- _GECITEERDE PASSAGE_:
____________
Taalmodel: zodra, meteen

FOUT Van zodra hij in Frankrijk is komen wonen, is hij Fransman geworden.
GOED Meteen nadat hij in Frankrijk was komen wonen, is hij Fransman geworden.

VERKLARING
“Van zodra” is dialect. De standaardvariant is “zodra”. Met “zodra” kan de zin beter anders geformuleerd worden: “Zodra hij in Frankrijk woonde, …”

Taalmodel: heel getal + breukgetal

FOUT Kurt verdiende als arbeider gemiddeld tien euro en half bruto per uur.
GOED Kurt verdiende als arbeider gemiddeld tien en een halve euro bruto per uur.

VERKLARING
“Een combinatie van een heel getal met een breukgetal wordt in zijn geheel vóór het substantief geplaatst waar het bij hoort”, schrijft de Algemene Nederlandse Spraakkunst (ANS).

‘Kiezen’, voorzetsels en voegwoorden

Het is vaak moeilijk kiezen, maar het juiste voorzetsels kiezen bij het werkwoord ‘kiezen’ is al even moeilijk. En dan moet je ook nog oppassen met het gebruikte voegwoord.

‘Kiezen’ kan met de voorzetsels ‘tussen’, ‘voor’ en ‘uit’ worden gecombineer, of helemaal geen voorzetsel meekrijgen. En zowel het voegwoord ‘of’ als ‘en’ kunnen worden gebruikt. Maar niet in alle omstandigheden.

– Kiezen tussen
Na ‘kiezen tussen’ volgt altijd een meervoud, bijvoorbeeld een opsomming.
Bijv.: Je kunt kiezen tussen een dieselmotor en een benzinemotor.
____________
- _FRAGMENTEN UIT GEGEVENS_:
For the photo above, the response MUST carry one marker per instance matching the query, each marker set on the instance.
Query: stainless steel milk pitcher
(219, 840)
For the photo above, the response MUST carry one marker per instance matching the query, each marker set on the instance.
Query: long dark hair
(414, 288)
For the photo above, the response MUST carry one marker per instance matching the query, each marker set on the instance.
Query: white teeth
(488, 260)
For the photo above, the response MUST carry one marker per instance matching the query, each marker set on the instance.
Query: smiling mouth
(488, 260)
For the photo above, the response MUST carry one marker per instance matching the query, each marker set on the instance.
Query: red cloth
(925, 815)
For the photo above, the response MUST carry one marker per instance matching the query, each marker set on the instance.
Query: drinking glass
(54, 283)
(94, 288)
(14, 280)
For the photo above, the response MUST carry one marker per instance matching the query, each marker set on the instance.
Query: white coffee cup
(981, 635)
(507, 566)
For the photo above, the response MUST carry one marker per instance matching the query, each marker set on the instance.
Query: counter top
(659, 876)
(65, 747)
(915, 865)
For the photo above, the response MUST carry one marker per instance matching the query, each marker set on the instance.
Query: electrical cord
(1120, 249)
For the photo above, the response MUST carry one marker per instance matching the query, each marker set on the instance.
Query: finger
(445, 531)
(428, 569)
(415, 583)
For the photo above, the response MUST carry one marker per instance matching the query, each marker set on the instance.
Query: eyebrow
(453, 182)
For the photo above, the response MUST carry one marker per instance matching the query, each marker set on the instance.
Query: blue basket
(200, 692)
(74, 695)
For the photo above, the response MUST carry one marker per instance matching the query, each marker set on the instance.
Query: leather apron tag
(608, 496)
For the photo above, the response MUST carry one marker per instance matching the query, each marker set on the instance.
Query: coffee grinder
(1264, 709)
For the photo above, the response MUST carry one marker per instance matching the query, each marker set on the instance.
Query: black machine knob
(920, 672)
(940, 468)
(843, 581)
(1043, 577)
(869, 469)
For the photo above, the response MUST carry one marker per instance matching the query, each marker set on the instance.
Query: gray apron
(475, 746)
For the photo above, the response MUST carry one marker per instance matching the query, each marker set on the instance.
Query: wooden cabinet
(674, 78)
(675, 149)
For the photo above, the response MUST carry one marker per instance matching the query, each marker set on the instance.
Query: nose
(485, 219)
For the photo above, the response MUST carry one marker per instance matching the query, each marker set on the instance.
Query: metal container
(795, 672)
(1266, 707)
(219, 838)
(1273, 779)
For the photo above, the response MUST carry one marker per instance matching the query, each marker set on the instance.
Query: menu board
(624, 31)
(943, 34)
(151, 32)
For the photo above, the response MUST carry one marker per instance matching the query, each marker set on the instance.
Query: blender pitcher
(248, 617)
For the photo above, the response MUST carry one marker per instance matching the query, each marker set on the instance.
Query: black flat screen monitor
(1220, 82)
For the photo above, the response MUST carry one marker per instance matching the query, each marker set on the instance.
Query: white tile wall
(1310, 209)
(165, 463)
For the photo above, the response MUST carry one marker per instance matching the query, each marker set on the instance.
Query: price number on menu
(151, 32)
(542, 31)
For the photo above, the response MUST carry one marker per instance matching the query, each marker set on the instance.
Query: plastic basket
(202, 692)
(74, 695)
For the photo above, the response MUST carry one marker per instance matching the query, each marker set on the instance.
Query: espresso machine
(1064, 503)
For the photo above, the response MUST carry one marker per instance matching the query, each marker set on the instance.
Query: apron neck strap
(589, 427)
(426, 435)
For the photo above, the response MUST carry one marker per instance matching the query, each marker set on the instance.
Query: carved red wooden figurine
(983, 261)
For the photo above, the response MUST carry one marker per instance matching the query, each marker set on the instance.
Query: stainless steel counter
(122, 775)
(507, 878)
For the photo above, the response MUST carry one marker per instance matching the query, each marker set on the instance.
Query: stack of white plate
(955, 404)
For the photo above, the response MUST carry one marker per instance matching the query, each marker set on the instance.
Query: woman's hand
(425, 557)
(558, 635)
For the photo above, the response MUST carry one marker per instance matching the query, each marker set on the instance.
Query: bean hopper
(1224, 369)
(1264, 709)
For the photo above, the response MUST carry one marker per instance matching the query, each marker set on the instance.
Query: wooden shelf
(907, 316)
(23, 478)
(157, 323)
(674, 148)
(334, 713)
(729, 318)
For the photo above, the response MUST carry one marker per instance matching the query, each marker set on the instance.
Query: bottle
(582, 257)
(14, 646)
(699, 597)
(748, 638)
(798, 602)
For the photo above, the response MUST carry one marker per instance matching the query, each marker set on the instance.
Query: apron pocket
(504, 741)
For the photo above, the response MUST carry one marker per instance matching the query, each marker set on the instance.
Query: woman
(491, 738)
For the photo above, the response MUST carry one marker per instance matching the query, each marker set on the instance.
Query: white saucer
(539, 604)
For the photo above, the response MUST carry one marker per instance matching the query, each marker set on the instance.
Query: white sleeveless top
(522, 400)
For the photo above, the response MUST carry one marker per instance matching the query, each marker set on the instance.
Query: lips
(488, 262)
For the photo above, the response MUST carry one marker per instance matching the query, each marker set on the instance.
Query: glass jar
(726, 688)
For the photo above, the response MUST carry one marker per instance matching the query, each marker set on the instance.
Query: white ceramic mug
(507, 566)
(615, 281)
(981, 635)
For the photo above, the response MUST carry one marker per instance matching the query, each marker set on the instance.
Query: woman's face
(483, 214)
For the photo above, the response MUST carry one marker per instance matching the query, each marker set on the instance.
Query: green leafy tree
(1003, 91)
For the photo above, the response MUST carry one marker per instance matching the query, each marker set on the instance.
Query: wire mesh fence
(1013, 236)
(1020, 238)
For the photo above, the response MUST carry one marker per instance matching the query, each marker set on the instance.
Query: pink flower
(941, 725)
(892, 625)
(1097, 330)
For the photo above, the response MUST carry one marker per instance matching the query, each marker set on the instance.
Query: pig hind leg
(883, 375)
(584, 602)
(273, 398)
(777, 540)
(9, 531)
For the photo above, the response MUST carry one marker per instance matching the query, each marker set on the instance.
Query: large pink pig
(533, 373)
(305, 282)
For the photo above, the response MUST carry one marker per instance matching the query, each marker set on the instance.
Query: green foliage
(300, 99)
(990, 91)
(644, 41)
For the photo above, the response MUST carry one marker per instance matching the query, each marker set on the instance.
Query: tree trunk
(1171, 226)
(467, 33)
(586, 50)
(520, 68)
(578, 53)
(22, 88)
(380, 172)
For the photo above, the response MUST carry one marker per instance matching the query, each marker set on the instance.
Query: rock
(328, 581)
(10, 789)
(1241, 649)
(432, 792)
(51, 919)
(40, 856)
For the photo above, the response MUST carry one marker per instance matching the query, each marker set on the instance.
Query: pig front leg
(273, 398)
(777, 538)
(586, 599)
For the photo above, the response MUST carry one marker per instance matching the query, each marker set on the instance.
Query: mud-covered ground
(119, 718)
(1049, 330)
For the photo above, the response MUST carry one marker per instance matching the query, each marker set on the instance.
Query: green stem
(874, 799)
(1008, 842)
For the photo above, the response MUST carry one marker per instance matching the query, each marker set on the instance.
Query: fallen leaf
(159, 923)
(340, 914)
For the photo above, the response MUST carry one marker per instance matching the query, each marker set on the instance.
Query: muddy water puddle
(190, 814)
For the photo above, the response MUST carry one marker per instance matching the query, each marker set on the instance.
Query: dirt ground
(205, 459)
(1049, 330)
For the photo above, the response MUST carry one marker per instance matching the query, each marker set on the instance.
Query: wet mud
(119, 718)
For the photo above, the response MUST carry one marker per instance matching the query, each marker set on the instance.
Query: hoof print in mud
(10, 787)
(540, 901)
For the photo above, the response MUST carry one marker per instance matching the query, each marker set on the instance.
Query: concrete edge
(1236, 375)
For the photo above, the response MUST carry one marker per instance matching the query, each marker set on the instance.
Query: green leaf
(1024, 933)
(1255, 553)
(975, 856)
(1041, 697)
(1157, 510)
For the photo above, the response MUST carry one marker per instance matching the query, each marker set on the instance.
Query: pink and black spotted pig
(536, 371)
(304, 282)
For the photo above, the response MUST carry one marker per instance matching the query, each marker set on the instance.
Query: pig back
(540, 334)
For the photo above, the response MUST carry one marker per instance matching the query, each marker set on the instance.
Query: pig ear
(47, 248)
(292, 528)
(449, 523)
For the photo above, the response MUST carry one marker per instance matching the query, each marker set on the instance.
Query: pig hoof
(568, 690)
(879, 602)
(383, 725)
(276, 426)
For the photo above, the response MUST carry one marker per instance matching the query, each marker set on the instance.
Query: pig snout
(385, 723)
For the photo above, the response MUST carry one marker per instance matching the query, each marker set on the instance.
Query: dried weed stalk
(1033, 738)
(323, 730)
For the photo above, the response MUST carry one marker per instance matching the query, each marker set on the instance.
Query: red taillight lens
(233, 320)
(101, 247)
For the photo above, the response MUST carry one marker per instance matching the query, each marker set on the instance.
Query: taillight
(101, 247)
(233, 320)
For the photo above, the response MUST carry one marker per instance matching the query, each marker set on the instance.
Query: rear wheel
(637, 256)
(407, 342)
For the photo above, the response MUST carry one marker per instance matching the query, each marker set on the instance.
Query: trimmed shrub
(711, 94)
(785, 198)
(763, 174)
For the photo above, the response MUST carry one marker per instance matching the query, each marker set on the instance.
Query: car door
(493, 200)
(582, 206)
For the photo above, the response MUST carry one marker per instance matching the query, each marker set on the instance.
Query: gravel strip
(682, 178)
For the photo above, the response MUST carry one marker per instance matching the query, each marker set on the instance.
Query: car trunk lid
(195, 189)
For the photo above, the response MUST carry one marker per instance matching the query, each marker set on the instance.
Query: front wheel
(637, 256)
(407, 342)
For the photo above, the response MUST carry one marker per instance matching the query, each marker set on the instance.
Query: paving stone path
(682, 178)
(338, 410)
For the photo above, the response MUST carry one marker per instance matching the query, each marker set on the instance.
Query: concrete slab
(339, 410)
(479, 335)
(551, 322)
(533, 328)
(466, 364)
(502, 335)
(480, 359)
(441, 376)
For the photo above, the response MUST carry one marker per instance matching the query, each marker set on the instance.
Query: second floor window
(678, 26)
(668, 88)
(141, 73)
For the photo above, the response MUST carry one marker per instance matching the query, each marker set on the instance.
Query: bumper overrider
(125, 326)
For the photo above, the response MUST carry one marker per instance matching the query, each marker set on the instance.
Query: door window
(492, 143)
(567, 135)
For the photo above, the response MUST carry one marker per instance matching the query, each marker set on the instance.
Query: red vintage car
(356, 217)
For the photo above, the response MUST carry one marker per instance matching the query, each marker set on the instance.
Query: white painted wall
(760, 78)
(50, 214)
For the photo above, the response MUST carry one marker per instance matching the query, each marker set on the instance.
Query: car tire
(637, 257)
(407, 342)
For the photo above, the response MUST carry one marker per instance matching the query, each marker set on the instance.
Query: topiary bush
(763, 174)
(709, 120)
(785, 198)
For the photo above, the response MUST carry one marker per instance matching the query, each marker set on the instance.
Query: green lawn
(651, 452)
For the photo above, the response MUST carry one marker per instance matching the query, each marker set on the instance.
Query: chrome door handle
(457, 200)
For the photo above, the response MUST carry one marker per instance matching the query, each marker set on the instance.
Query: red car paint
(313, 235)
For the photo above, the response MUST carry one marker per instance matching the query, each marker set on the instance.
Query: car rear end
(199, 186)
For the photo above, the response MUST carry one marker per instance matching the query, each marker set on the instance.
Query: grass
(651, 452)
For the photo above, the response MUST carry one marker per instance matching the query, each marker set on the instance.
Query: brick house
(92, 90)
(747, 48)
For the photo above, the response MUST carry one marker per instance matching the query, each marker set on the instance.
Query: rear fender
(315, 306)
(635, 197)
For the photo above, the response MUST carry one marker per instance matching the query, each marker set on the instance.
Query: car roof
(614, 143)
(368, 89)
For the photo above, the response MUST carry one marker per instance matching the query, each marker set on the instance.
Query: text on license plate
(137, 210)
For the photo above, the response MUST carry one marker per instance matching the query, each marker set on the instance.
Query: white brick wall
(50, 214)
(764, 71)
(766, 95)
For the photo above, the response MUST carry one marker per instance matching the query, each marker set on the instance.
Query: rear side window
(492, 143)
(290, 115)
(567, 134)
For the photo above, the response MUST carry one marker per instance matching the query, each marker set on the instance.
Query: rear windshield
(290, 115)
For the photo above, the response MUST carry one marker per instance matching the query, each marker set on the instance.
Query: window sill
____________
Neem uit de taaltips hierboven letterlijk het gedeelte over vanaf "GOED Kurt verdiende" tot en met "Nederlandse Spraakkunst (ANS).".

- _UITGEWERKTE OPDRACHT_:
GOED Kurt verdiende als arbeider gemiddeld tien en een halve euro bruto per uur.

VERKLARING
“Een combinatie van een heel getal met een breukgetal wordt in zijn geheel vóór het substantief geplaatst waar het bij hoort”, schrijft de Algemene Nederlandse Spraakkunst (ANS).